Page text:
########
Listen to Greenpeacers from around the world as they share what they learned from 50 years of campaigning.
Fifty years ago today a small group of ordinary people set sail from Canada on a rusty fishing boat bound for a small Alaskan island to put themselves in the path of a nuclear bomb.
Today, as we mark 50 years since Greenpeace’s founding voyage, we stand on a precipice. The impacts of climate change and biodiversity collapse are already taking their toll on people and ecosystems around the world. This destruction is enabled by power structures and mindsets which far too often put pollution and profit in front of people and planet.
This is not a time when it feels right to celebrate, but it is a time to remember the past so we can look to the future with hope, and with action.
Today we need huge, unprecedented change. For billions to unite as a movement, taking action around the world and demanding a green and peaceful future.
And it is possible.
The last 50 years of Greenpeace is the story of ordinary people doing extraordinary things, but we were never a lone hero, we have always been part of a movement of people willing to combine their dream of a better future with action. We find that same hope when we trace our roots back to the peace, environment, youth, anti-war, civil rights, and women’s rights movements, we find that same hope in the campaigns and actions we see happening around the world today.
When our founders fused the words ‘green’ and ‘peace’ they sought to address a complex relationship – that we are part of nature, not apart from it, and that there can be no green without peace or peace without green.
When Marie Bohlen suggested sailing a boat into a nuclear test zone, to what was then called the Don’t Make A Wave Committee, nobody who agreed intended to create an organization.
But they did intend to reach people, they were thinking about more than just that nuclear test, they hoped their action would inspire millions of people and that it would not only stop the one test, but that it would disrupt and change the whole system.
########
Material provided:
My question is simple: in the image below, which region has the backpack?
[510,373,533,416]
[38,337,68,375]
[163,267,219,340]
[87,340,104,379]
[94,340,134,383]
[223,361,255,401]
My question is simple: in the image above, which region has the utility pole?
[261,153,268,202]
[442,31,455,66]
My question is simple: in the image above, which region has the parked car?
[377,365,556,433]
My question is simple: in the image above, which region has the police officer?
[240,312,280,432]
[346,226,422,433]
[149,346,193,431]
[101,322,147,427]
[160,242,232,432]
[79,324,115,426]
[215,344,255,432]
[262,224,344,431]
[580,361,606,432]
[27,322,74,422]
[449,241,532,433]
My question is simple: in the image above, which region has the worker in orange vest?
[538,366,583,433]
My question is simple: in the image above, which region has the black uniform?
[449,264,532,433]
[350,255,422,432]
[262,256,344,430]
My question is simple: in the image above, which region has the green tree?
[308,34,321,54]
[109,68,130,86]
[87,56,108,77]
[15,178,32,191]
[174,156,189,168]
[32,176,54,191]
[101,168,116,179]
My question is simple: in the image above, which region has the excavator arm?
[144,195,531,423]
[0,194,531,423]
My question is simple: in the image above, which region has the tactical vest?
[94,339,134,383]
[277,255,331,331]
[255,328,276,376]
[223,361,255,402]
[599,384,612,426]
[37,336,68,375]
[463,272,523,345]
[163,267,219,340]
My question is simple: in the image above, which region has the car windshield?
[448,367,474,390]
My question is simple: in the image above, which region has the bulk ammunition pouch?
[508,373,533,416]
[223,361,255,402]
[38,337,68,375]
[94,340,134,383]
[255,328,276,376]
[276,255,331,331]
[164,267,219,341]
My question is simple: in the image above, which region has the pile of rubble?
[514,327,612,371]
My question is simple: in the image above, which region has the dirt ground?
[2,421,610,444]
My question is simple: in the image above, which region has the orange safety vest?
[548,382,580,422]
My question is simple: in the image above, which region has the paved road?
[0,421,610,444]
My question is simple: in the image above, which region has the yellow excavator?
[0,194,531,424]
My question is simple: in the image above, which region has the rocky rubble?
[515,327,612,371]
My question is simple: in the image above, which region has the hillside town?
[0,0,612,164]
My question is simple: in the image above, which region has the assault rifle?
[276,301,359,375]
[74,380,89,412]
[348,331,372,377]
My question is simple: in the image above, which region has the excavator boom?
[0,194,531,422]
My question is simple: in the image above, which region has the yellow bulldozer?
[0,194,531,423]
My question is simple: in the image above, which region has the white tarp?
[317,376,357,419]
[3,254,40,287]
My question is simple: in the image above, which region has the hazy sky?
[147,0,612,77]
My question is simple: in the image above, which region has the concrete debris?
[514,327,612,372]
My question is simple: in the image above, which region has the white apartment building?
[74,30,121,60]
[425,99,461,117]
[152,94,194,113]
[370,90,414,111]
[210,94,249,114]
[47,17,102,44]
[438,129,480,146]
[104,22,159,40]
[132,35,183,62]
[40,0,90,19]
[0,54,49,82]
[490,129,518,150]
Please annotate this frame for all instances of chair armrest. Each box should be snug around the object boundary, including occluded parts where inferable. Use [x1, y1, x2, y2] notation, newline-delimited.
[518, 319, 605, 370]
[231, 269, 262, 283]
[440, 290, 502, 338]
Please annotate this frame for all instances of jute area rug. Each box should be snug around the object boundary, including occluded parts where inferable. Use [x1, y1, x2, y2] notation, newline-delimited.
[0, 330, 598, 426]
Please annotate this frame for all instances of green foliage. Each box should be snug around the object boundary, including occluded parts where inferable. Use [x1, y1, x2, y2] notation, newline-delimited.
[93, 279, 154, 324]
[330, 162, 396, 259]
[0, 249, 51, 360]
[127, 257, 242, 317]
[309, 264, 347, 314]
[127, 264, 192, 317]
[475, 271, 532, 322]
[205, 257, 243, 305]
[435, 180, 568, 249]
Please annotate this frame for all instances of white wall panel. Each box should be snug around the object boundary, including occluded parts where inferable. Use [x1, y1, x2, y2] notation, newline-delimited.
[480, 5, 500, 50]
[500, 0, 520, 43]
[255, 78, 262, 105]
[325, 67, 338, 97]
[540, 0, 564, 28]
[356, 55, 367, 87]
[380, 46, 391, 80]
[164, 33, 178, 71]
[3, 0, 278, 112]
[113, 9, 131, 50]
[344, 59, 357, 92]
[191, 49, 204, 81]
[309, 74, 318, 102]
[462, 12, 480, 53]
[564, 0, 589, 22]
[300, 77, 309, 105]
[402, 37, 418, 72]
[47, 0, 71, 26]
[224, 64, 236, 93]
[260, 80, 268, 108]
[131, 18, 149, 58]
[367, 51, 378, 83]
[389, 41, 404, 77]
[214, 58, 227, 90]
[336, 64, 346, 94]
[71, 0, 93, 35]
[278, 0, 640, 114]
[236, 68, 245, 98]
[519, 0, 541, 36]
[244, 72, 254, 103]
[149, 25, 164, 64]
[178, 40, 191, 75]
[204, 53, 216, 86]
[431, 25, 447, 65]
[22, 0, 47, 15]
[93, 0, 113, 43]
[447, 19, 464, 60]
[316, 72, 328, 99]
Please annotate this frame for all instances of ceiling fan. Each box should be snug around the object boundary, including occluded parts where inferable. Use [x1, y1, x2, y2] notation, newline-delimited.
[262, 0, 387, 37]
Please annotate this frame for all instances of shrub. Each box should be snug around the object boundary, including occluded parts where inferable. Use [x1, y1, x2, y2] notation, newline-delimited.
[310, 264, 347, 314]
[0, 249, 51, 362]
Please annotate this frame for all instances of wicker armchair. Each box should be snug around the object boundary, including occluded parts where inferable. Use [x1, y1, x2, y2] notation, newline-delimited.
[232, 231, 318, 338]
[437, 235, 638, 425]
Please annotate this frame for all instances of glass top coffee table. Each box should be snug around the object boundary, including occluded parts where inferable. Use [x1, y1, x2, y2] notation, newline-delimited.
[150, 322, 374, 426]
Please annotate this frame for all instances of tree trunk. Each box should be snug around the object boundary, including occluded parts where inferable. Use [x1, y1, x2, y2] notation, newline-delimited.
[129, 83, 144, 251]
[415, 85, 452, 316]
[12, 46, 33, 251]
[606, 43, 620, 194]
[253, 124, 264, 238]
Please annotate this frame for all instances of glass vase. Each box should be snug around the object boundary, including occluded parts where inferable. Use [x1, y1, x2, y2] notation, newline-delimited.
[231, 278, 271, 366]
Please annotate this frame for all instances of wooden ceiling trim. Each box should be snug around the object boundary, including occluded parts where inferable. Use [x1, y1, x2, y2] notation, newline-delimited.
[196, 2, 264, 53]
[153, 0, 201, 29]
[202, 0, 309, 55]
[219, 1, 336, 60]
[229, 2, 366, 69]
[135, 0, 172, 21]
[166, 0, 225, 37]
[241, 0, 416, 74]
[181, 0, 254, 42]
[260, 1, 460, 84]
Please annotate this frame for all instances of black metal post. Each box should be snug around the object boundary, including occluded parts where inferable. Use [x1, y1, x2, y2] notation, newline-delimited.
########
Task statement: Extract the passage of the Greenpeace anniversary text from "And it is possible." up to and including "create an organization.". The data above are separate material and are not part of the Greenpeace anniversary text.

Written response:
And it is possible.
The last 50 years of Greenpeace is the story of ordinary people doing extraordinary things, but we were never a lone hero, we have always been part of a movement of people willing to combine their dream of a better future with action. We find that same hope when we trace our roots back to the peace, environment, youth, anti-war, civil rights, and women’s rights movements, we find that same hope in the campaigns and actions we see happening around the world today.
When our founders fused the words ‘green’ and ‘peace’ they sought to address a complex relationship – that we are part of nature, not apart from it, and that there can be no green without peace or peace without green.
When Marie Bohlen suggested sailing a boat into a nuclear test zone, to what was then called the Don’t Make A Wave Committee, nobody who agreed intended to create an organization.